• **Given task**:
Copy the lines of the items below word for word, starting at the line that contains "AR overlay engine: identify the textured white" and continuing through the last line of the items.

• **Image entries on named regions**:
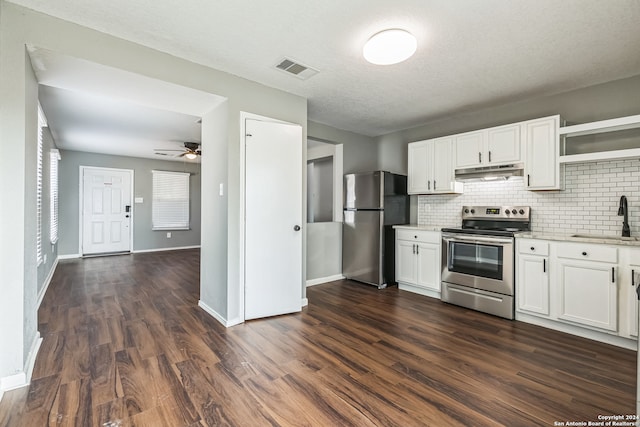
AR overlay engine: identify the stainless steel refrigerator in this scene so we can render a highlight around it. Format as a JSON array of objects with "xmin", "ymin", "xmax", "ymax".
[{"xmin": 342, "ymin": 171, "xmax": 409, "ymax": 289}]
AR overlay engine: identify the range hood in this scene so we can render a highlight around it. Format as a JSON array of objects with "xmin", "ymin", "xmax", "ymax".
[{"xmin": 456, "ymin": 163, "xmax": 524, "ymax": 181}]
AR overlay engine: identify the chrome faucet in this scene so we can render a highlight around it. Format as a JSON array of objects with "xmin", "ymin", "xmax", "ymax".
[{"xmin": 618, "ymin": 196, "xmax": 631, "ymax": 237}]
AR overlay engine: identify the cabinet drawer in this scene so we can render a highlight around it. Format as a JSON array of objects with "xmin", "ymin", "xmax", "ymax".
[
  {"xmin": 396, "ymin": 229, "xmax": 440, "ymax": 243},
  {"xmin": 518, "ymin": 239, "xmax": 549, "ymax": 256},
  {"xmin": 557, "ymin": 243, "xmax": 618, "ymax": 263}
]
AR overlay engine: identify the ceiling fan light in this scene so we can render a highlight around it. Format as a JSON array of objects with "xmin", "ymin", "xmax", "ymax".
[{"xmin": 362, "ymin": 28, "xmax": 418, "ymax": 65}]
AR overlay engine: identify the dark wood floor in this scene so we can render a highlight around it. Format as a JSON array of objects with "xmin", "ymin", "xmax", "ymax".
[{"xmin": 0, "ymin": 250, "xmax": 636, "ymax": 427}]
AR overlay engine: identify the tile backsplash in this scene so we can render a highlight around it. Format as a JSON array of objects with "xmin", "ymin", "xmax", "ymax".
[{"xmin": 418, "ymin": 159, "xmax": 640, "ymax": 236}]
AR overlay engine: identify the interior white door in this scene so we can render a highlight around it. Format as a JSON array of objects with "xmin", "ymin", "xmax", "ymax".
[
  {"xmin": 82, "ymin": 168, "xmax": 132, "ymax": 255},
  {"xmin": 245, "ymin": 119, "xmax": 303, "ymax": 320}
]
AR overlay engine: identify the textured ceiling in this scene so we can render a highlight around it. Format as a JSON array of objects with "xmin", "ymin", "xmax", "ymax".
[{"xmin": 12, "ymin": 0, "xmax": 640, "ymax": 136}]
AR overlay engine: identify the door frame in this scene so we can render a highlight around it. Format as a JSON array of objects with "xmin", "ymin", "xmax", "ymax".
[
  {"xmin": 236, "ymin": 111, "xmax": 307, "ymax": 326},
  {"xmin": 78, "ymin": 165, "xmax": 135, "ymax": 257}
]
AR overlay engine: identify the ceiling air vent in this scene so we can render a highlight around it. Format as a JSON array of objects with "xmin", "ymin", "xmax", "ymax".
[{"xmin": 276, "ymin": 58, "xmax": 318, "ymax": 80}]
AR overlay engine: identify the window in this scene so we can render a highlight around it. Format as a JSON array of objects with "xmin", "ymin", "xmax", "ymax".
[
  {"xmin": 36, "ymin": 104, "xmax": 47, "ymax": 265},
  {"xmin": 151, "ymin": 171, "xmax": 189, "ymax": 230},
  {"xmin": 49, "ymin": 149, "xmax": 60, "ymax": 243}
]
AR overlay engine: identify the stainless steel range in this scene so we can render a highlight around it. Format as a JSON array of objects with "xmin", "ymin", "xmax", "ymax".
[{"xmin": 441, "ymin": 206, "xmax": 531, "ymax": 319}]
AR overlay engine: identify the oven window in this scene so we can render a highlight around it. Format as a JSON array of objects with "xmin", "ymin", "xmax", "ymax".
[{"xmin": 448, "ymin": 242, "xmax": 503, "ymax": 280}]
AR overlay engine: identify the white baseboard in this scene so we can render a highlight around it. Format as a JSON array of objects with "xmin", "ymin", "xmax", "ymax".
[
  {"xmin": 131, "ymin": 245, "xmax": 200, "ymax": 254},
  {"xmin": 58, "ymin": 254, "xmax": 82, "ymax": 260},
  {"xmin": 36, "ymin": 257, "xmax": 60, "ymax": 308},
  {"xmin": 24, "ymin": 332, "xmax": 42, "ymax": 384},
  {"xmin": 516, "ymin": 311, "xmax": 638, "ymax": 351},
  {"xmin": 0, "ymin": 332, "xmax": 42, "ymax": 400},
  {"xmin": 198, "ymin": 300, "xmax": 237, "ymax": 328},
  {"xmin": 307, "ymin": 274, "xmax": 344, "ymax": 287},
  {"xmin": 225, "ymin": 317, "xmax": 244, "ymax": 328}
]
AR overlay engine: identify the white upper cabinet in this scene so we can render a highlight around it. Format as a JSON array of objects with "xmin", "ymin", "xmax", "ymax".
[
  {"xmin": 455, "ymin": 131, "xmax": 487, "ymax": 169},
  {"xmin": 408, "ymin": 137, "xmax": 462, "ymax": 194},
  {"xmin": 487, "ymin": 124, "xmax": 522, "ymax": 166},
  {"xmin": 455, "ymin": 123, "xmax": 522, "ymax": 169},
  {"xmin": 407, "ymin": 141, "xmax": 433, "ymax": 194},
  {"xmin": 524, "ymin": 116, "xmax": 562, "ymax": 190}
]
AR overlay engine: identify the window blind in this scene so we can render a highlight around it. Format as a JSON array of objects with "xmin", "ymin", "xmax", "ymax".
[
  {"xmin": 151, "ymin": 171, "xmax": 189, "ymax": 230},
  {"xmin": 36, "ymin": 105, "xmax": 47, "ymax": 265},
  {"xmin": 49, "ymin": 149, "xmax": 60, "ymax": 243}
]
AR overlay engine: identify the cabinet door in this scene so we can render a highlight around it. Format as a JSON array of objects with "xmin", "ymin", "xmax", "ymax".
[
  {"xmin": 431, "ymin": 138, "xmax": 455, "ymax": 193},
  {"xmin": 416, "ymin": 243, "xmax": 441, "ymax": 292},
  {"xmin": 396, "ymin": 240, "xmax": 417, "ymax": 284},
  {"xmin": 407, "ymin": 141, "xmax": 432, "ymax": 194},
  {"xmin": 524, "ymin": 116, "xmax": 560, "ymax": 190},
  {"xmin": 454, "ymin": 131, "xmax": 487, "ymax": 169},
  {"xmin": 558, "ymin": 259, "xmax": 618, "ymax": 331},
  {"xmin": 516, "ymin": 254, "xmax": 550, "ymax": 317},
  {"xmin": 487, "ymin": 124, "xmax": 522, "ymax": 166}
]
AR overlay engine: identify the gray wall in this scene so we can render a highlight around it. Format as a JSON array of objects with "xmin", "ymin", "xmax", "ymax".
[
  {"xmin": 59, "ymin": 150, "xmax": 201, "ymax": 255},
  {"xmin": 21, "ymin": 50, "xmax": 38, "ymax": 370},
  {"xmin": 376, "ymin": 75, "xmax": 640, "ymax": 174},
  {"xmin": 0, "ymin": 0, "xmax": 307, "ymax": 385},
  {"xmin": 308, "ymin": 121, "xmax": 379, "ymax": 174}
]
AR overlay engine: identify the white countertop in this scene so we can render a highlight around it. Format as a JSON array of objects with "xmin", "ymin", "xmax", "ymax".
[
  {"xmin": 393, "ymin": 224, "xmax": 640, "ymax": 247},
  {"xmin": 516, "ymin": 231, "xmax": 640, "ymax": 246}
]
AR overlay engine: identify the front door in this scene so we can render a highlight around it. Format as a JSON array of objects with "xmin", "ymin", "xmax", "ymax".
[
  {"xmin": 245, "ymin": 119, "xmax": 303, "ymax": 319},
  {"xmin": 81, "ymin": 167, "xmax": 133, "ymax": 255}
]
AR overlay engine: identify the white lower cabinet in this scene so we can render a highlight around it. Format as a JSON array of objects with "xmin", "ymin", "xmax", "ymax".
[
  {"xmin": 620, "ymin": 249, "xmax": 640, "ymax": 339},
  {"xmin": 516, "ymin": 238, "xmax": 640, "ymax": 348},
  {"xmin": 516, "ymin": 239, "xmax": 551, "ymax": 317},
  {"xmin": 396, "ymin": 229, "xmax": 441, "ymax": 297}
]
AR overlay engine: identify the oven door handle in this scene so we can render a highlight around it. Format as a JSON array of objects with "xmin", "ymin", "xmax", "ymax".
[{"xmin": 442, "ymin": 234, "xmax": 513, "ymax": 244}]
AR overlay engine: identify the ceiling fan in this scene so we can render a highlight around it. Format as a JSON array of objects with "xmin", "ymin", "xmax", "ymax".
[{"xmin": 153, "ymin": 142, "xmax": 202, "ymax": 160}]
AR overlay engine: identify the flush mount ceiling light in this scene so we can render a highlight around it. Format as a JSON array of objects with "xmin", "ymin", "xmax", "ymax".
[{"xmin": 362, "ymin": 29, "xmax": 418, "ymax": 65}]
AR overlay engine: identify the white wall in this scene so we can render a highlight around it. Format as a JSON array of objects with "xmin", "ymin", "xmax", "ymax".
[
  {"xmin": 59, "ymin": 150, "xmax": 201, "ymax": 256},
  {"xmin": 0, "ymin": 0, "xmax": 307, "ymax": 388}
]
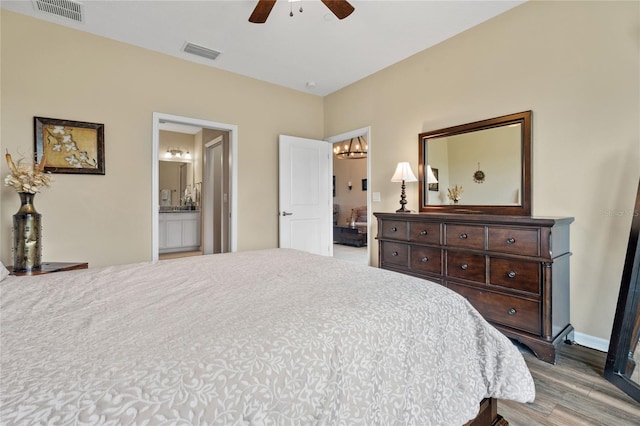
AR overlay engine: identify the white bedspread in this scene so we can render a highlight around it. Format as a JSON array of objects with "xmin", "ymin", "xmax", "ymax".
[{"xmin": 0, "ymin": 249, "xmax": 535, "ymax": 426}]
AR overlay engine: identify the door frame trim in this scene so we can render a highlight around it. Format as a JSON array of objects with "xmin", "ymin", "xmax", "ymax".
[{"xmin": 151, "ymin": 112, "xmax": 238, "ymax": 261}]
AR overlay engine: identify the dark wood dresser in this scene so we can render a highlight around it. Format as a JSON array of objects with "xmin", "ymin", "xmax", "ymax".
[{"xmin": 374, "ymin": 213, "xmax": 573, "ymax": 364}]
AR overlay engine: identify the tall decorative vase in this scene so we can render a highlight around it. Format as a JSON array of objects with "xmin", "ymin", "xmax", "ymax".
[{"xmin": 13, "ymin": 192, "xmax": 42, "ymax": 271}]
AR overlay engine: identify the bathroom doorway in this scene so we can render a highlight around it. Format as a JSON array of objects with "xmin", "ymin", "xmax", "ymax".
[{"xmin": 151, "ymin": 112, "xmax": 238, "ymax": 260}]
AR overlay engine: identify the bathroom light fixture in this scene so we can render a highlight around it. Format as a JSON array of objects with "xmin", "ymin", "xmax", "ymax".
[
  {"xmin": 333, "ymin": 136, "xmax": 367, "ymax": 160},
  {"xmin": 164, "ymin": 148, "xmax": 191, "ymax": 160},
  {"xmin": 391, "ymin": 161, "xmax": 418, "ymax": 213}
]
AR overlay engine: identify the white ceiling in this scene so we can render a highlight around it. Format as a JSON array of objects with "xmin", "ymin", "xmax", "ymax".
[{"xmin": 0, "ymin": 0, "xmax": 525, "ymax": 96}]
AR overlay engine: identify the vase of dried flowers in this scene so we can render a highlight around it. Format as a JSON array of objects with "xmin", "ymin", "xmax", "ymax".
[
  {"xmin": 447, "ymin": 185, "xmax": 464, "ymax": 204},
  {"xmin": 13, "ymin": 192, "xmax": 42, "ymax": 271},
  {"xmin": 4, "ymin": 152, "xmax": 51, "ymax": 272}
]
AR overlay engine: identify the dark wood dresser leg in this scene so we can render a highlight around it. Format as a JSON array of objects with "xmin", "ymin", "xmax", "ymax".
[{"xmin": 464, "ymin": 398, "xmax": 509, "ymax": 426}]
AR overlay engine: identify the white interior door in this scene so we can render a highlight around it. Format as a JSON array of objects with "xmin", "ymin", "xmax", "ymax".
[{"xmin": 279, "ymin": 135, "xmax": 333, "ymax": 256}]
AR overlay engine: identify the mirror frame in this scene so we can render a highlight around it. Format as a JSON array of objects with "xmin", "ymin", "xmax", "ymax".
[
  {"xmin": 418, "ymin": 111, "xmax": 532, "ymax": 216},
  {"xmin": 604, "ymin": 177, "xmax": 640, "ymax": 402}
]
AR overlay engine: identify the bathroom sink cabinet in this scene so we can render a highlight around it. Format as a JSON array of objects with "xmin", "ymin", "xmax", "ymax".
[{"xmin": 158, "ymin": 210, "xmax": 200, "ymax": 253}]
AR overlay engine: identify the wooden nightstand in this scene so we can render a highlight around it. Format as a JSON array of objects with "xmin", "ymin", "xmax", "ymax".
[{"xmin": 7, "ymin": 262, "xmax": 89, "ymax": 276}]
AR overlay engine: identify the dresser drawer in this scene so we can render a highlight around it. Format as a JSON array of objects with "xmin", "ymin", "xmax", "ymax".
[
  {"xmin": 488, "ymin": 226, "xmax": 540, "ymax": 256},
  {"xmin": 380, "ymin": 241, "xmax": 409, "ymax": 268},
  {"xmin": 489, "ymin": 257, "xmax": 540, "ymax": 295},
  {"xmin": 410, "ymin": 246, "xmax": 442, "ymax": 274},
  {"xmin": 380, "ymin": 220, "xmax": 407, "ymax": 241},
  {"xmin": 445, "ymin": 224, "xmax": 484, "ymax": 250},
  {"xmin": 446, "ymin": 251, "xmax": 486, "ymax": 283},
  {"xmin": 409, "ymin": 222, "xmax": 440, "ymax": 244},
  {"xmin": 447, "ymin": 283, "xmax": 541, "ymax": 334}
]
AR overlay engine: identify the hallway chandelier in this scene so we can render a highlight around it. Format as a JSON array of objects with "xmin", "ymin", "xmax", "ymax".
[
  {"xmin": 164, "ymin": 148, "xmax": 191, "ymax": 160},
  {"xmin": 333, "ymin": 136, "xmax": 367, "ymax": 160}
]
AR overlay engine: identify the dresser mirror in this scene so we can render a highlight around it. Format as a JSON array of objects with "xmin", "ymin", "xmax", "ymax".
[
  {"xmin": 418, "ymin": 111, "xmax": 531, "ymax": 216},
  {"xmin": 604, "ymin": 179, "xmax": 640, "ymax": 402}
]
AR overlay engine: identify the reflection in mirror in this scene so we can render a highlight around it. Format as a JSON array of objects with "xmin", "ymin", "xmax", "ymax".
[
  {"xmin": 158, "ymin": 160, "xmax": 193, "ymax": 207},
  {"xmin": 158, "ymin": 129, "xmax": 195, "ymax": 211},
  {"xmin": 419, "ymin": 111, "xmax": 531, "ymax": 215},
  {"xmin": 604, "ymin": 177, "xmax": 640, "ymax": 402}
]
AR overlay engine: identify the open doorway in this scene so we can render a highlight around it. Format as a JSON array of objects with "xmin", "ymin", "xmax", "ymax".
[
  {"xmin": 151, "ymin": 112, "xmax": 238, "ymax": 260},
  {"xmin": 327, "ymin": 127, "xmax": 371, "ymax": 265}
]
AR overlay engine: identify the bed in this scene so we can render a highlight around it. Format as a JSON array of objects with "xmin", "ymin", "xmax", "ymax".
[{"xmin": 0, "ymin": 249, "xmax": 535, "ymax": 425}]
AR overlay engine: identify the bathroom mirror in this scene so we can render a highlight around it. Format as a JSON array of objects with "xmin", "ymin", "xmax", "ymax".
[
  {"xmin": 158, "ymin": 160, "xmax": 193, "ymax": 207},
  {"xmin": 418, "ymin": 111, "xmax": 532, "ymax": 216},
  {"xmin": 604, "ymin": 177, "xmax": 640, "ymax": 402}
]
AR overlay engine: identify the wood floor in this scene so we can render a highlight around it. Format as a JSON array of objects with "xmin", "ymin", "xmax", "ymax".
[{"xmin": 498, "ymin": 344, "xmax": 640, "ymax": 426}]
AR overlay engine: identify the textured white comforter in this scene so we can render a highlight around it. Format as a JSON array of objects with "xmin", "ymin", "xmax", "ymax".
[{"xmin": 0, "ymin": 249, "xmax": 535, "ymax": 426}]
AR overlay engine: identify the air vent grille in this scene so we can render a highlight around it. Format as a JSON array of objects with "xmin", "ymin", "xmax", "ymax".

• **Response to the task**:
AR overlay engine: identify the textured white comforter in this scene so we can render a highlight around it. Format as a JSON array of objects with "xmin", "ymin", "xmax", "ymax".
[{"xmin": 0, "ymin": 249, "xmax": 535, "ymax": 426}]
AR overlay engine: identify the air vent grille in this scene so we can render a highlight around it. Format as a JSON array of objects with "xmin", "ymin", "xmax", "ymax".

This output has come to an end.